Problem details — Rewrite the records below with every "instance" replaced by "object" and everything else left unchanged. Leave the pictures out.
════
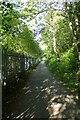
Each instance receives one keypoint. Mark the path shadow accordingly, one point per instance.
(42, 97)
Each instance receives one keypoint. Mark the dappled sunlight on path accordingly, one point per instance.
(42, 97)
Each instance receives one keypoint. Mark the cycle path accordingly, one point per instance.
(43, 96)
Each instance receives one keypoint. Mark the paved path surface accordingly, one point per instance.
(42, 97)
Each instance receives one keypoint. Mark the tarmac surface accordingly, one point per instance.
(43, 96)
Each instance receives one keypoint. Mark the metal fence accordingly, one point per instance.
(13, 64)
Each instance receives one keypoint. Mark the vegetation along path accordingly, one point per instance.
(42, 97)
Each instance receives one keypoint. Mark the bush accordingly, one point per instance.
(66, 68)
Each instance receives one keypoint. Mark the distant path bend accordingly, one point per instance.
(42, 97)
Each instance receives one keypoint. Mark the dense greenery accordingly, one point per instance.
(62, 52)
(16, 35)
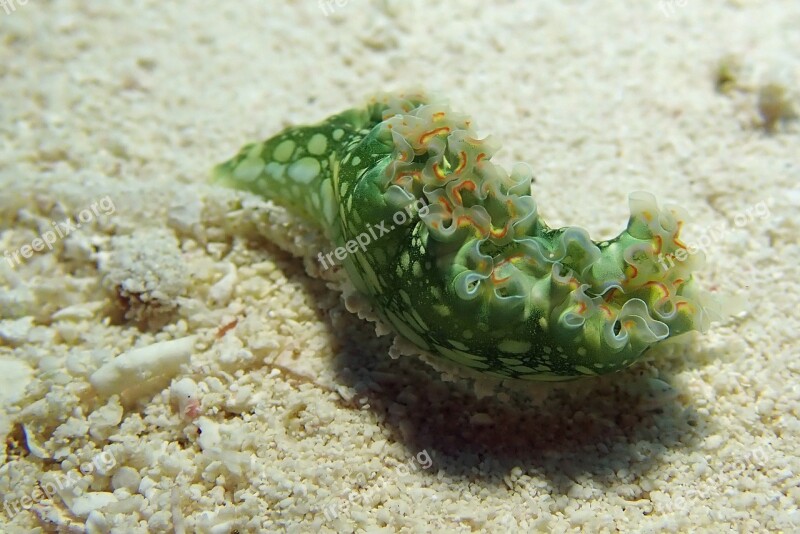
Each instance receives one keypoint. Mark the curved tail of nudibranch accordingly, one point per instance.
(470, 272)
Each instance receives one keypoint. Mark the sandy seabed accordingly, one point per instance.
(168, 364)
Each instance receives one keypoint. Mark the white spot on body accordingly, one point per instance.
(514, 346)
(283, 151)
(317, 144)
(304, 170)
(248, 169)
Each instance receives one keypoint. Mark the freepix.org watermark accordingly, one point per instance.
(104, 206)
(365, 238)
(45, 491)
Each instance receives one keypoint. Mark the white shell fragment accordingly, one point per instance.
(138, 367)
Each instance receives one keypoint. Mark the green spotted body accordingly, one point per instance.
(452, 254)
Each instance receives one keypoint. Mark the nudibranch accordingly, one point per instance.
(450, 251)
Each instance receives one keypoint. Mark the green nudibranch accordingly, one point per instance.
(476, 276)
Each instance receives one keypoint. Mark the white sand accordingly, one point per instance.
(299, 404)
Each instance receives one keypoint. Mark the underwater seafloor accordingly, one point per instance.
(251, 400)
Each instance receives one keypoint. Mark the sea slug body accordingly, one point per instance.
(475, 276)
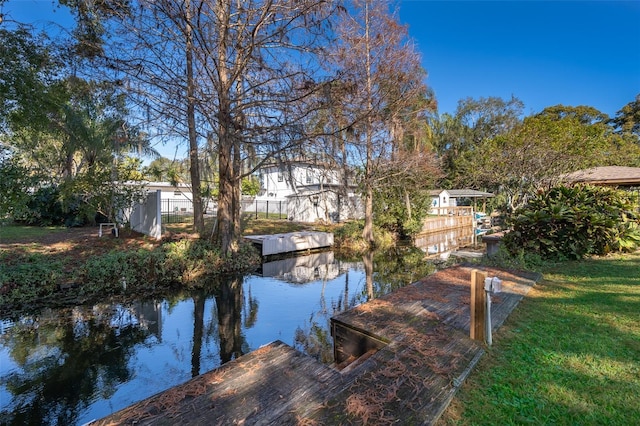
════
Exercise answer —
Each object receives one keypoint. Mark the path shadow accordingly, one point per object.
(42, 97)
Each object receives one keypoint. Mark the dappled sunlight on path accordingly, one point per object.
(42, 97)
Each object receives one keypoint. Mark the cycle path accordingly, one point per object.
(43, 96)
Each object receives one keypoint. Mark the paved path surface accordingly, one point per object.
(42, 97)
Each object receives one keypoint. Mark the tarmac surface accordingly, one point per object.
(43, 96)
Each object receives one keypoint. Mark the metal fence accordingly, one point per object.
(13, 64)
Each object receives one keypoint. Mark the vegetation along path accordingly, one point per object.
(42, 97)
Each object receives one keypoint. Mark the bush accordingly, one point per object.
(66, 68)
Each object receives one keypoint. Mark the distant path bend accordingly, one point per object.
(42, 97)
Each object receives one keypoint. Mark the dense greenery accordingly, one point per object.
(62, 52)
(16, 35)
Each object receives one keypoint. Mark the curved tail of nudibranch accordingly, one point per object.
(470, 272)
Each object receives one keypoint. Mark the sandy seabed accordingly, one point per object.
(168, 364)
Each object receives one keypoint. Mark the white spot on body accordingly, one point per object.
(514, 346)
(283, 151)
(317, 144)
(304, 170)
(248, 169)
Each object receives one keypoint. Mark the freepix.org watermark accordingly, one point per object.
(104, 206)
(365, 238)
(45, 491)
Each object receives one keypoint. Mark the white shell fragment accordingly, one point per object.
(138, 367)
Each object receives one keypoint. Mark the green spotted body accordingly, one point per object.
(452, 254)
Each object receives one keypoint. Mark the nudibranch accordingly, one point per object.
(450, 251)
Each object receives one keypoint. Mark the green nudibranch accordingly, one point per object.
(476, 276)
Each object receives one keypoint. Mark the white sand accordingly, one point per object.
(299, 404)
Each object receives one keypoint. Mark the underwater seafloor accordingly, one point per object.
(251, 400)
Each object receives one keypoint. Mark the sea slug body accordingly, one point per object.
(475, 276)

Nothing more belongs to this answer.